#### What this task involves:
When you reach the records below, output each one exactly.

#### The data:
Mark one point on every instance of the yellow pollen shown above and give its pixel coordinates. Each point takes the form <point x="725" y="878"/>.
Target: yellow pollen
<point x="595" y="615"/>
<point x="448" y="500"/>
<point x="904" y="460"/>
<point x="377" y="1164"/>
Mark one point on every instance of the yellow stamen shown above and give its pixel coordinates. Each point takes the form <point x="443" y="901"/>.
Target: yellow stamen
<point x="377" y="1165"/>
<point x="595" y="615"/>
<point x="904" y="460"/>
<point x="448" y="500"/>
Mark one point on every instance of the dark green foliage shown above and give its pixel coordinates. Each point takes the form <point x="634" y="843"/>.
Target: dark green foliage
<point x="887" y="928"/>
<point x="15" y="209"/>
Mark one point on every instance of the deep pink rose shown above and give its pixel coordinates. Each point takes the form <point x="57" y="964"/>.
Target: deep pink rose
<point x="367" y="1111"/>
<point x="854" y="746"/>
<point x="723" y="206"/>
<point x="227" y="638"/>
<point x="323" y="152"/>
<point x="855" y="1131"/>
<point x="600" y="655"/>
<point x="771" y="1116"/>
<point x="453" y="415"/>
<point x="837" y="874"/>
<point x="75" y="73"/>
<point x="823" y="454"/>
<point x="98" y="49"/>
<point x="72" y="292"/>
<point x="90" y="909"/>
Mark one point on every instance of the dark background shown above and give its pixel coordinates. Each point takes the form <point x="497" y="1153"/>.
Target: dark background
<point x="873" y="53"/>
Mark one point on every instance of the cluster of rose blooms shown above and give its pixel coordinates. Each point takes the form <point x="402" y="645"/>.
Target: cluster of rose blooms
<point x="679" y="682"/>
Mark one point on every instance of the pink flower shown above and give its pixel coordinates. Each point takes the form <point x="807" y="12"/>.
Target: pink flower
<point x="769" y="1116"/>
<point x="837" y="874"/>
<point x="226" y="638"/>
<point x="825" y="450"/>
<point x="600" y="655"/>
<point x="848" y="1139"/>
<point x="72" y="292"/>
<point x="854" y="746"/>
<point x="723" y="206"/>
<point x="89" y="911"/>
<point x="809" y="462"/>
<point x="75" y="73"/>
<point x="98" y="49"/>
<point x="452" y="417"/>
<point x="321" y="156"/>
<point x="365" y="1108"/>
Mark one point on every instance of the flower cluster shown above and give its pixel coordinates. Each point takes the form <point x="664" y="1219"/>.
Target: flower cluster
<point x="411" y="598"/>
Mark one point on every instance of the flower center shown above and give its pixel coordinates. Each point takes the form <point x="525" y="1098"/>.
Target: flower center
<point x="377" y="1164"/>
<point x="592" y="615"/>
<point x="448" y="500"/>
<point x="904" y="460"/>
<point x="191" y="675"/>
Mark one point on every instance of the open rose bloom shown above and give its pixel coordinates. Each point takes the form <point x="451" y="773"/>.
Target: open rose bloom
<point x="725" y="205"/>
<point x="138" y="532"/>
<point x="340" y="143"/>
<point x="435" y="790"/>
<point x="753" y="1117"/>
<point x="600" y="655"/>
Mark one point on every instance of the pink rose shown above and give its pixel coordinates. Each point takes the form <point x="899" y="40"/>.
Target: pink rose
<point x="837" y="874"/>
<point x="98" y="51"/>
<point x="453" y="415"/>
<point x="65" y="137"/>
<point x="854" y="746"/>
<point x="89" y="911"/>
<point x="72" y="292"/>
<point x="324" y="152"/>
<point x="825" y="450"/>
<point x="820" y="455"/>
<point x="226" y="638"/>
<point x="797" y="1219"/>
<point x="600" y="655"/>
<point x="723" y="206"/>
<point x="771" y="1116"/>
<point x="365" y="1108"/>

#### Output for this task:
Mark one point on every instance of the yellow pollen shown above and give its pixel coordinates. Each point takes the form <point x="725" y="878"/>.
Target: yellow pollen
<point x="595" y="615"/>
<point x="448" y="500"/>
<point x="904" y="460"/>
<point x="377" y="1164"/>
Mark one point on every instance of the yellow stamen shown above and give its pixel coordinates. Each point takes the form <point x="443" y="901"/>.
Target: yellow stamen
<point x="377" y="1165"/>
<point x="595" y="615"/>
<point x="904" y="460"/>
<point x="448" y="500"/>
Mark one point on every instance of the dark green foliage shown above and give its pixel coordinates. Each point takes the form <point x="634" y="843"/>.
Target: dark green foliage
<point x="887" y="928"/>
<point x="15" y="209"/>
Mark one point on every instance of the deep pink rose shown above and give its pixel coordinates. Each point takes the form <point x="57" y="964"/>.
Target: deep pink rose
<point x="367" y="1111"/>
<point x="854" y="746"/>
<point x="723" y="206"/>
<point x="227" y="638"/>
<point x="323" y="152"/>
<point x="855" y="1131"/>
<point x="600" y="655"/>
<point x="771" y="1116"/>
<point x="453" y="415"/>
<point x="837" y="874"/>
<point x="75" y="73"/>
<point x="823" y="454"/>
<point x="98" y="49"/>
<point x="72" y="292"/>
<point x="90" y="909"/>
Mark one point on every instance of the dark background shown above and give its pixel coordinates. Each point takes the form <point x="497" y="1153"/>.
Target: dark background
<point x="873" y="53"/>
Mark one point on every instance of the cluster of rose blooms shown above and give its pixel coordinates. Each point takes the form <point x="402" y="645"/>.
Target: cluster of rose blooms
<point x="679" y="682"/>
Mark one point on every instance of the pink flower shown above and give its pixel coordinates. Each point takes the form <point x="807" y="12"/>.
Target: pink flower
<point x="769" y="1116"/>
<point x="837" y="874"/>
<point x="226" y="638"/>
<point x="825" y="450"/>
<point x="600" y="655"/>
<point x="848" y="1139"/>
<point x="72" y="292"/>
<point x="854" y="746"/>
<point x="723" y="206"/>
<point x="89" y="911"/>
<point x="809" y="462"/>
<point x="75" y="73"/>
<point x="98" y="49"/>
<point x="452" y="417"/>
<point x="321" y="156"/>
<point x="365" y="1108"/>
Mark one point on every instance of the flower cluster shown above and give its pixel coordinates. Each point takes the form <point x="664" y="1219"/>.
Target: flower cluster
<point x="411" y="598"/>
Mark one point on every instance of the flower center shown above and give its pixel coordinates. Each point takes the form <point x="525" y="1098"/>.
Target: flower center
<point x="377" y="1164"/>
<point x="592" y="615"/>
<point x="448" y="500"/>
<point x="904" y="460"/>
<point x="191" y="675"/>
Mark one point on every instance of the open rose bloom shown above and give its pixel coordinates. Each point takes the form <point x="451" y="773"/>.
Target: open rose bloom
<point x="725" y="205"/>
<point x="138" y="532"/>
<point x="340" y="143"/>
<point x="435" y="790"/>
<point x="753" y="1117"/>
<point x="600" y="655"/>
Mark one point on every instance of the pink rose shown above and give its pixel coordinates. Each point takes the form <point x="899" y="40"/>.
Target: pink rose
<point x="837" y="874"/>
<point x="98" y="51"/>
<point x="453" y="415"/>
<point x="65" y="137"/>
<point x="854" y="746"/>
<point x="89" y="911"/>
<point x="72" y="292"/>
<point x="324" y="152"/>
<point x="825" y="450"/>
<point x="820" y="455"/>
<point x="226" y="638"/>
<point x="797" y="1219"/>
<point x="600" y="655"/>
<point x="723" y="206"/>
<point x="771" y="1116"/>
<point x="365" y="1108"/>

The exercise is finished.